WHAT TO WORK ON: Which lines of the entries below run from the one holding "[ ] identify the windshield glare, one" to the one holding "[ ] identify the yellow", inclusive? Set down exactly those lines and no others.

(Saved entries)
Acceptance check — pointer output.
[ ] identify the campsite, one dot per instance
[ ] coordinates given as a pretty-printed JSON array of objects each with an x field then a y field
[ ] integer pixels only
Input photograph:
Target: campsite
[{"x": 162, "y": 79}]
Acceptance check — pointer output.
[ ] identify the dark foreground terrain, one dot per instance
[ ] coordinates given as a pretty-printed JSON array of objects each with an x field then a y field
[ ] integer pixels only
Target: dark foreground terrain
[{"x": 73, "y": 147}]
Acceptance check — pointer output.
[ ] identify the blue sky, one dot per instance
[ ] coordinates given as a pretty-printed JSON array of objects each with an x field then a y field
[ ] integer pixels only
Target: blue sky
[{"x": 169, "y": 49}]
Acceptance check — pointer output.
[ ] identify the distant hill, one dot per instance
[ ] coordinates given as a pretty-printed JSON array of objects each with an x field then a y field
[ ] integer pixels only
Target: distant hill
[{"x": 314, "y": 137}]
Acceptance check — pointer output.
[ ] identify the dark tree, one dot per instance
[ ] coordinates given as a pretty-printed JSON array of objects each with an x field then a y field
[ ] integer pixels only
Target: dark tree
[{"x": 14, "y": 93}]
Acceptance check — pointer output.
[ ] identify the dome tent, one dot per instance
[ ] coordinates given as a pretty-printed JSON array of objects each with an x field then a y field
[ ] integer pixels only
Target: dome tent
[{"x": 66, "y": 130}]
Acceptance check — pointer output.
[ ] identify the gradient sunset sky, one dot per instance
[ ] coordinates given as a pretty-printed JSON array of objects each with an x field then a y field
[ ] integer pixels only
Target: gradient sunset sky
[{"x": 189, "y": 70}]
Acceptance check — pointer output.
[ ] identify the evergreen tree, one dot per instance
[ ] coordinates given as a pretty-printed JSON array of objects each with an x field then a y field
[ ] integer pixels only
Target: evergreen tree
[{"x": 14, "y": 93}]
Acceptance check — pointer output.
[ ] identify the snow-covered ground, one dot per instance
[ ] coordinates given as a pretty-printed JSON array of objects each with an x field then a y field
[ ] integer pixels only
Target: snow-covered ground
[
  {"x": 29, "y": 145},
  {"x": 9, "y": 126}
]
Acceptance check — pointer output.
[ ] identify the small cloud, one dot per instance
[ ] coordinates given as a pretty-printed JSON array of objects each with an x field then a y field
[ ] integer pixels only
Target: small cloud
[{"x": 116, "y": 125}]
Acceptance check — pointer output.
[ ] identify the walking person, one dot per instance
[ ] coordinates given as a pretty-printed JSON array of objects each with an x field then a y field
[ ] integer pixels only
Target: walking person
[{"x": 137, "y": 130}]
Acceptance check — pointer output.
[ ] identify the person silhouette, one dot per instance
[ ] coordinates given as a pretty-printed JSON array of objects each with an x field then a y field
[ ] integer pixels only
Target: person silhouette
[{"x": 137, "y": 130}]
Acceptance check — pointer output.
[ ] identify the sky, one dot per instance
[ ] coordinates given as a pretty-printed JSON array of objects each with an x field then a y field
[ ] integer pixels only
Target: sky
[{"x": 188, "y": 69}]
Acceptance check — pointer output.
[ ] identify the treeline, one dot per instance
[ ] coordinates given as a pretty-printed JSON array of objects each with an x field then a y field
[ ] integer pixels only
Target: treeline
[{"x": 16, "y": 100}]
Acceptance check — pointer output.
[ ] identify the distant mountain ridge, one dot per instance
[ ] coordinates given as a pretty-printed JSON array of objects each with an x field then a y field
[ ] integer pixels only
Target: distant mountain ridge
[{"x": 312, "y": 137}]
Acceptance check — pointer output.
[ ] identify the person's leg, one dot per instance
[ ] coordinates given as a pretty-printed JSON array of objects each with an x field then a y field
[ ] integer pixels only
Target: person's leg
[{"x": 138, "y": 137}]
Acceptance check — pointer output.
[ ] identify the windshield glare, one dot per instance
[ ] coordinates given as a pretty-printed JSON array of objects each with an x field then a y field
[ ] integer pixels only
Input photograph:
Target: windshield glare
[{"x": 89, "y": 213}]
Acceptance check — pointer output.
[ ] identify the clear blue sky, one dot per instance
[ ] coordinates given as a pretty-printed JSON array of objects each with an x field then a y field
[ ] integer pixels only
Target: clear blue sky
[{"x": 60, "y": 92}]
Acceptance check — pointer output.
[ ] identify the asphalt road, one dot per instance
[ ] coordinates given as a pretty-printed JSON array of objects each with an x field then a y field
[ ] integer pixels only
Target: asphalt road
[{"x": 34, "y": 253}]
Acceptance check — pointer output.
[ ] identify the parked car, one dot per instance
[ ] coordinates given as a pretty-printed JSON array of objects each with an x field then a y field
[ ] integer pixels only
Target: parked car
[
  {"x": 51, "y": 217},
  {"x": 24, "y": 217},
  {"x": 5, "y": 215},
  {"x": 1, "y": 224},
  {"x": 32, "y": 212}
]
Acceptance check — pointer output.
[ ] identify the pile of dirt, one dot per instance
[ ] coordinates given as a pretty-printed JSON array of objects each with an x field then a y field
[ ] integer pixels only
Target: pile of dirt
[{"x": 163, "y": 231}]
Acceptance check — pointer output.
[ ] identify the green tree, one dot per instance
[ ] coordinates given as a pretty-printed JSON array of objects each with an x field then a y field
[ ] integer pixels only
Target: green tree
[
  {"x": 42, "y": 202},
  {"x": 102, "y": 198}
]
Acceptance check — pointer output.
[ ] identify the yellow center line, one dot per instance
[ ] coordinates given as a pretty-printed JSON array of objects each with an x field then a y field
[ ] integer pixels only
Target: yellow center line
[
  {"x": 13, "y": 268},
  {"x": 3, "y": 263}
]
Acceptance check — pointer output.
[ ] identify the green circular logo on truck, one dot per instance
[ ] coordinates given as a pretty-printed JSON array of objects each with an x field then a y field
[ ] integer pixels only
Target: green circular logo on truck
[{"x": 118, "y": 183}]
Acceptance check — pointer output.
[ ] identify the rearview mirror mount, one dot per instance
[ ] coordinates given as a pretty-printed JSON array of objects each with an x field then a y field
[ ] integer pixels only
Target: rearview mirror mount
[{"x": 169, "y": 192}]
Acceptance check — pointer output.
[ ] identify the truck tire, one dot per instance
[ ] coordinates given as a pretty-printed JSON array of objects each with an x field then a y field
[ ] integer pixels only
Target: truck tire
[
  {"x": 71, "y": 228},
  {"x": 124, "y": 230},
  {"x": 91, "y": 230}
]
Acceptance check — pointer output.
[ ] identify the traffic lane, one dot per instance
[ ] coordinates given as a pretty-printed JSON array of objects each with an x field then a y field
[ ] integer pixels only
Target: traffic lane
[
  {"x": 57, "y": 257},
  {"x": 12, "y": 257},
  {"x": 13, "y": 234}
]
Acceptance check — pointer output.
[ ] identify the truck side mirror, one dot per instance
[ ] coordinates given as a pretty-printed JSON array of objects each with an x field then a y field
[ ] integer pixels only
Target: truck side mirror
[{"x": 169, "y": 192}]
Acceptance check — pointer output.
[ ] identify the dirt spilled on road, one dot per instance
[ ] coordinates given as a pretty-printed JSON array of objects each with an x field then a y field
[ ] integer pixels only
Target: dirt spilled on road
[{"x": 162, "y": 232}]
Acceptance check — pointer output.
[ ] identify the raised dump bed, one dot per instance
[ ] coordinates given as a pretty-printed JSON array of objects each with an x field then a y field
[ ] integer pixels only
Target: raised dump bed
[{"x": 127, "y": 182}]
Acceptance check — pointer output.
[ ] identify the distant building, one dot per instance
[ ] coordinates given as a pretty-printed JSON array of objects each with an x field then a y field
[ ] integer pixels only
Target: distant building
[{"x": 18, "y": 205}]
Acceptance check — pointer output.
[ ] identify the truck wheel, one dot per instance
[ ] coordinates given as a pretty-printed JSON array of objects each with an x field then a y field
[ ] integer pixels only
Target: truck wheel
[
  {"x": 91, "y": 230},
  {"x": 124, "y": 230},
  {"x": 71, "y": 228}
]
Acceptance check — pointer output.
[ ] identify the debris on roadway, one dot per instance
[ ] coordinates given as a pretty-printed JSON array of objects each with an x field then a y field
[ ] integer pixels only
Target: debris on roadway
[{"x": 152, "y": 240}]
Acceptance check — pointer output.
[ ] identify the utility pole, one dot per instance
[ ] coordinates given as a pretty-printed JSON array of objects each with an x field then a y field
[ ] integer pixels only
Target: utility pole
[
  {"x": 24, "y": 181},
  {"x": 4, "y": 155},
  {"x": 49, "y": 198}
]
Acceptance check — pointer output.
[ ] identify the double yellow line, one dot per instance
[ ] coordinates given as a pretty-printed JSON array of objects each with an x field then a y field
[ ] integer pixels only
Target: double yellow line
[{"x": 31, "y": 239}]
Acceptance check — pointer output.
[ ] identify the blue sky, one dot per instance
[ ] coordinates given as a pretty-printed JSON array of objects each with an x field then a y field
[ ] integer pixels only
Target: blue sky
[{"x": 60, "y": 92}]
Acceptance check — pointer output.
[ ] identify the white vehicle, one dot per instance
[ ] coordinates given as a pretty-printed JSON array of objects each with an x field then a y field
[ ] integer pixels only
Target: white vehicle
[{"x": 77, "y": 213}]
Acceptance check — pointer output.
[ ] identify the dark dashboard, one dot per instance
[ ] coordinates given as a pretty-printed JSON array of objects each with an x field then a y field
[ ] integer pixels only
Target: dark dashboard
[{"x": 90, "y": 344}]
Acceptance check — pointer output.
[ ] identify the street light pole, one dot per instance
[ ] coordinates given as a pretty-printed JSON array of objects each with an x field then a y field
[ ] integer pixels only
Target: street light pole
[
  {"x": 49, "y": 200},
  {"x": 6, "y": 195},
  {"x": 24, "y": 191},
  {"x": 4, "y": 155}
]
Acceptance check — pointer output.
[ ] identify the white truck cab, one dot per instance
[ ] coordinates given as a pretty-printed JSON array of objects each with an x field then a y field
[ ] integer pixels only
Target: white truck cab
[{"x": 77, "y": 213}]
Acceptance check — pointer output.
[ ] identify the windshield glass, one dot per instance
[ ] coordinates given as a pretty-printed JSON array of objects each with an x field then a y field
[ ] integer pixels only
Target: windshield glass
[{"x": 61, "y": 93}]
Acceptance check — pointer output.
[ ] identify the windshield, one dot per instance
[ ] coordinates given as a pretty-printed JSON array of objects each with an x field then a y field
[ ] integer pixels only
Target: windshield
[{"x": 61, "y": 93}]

SOLUTION TO THE EXERCISE:
[ ] identify the windshield glare, one dot per instance
[ ] coordinates given as a pretty-printed JSON array of objects each with an x field then a y field
[ ] integer pixels only
Input photograph:
Target: windshield glare
[{"x": 89, "y": 213}]
Acceptance check — pointer output.
[ ] identify the clear blue sky, one dot per instance
[ ] coordinates given as a pretty-printed JSON array of objects each with an x field then a y field
[ ] integer pixels only
Target: clear blue sky
[{"x": 60, "y": 92}]
Acceptance check — pointer output.
[ ] identify the asphalt road, one dot per instance
[ ] coordinates given as a pretty-printed JSON array of objects each with an x field then a y field
[ ] integer pixels only
Target: asphalt road
[{"x": 34, "y": 253}]
Acceptance check — pointer output.
[ ] identify the parked car, one dot per instance
[ ] coordinates given as a pretty-printed JSON array of objects each with an x field then a y field
[ ] integer pixels only
Target: parked car
[
  {"x": 51, "y": 217},
  {"x": 24, "y": 217},
  {"x": 5, "y": 215},
  {"x": 1, "y": 224},
  {"x": 32, "y": 212}
]
Acceptance check — pointer output.
[ ] identify the pile of dirt, one dot per instance
[ ] coordinates given as a pretty-printed JSON array of objects each with an x field then a y field
[ ] integer pixels only
Target: pile of dirt
[{"x": 163, "y": 231}]
Acceptance check — pointer output.
[ ] identify the green tree, one dot per instance
[ ] coordinates given as a pretty-printed JSON array of objects each with an x field then a y field
[ ] integer pixels only
Target: green tree
[
  {"x": 42, "y": 202},
  {"x": 102, "y": 198}
]
Acceptance check — pointer output.
[ ] identify the yellow center line, one dot per instance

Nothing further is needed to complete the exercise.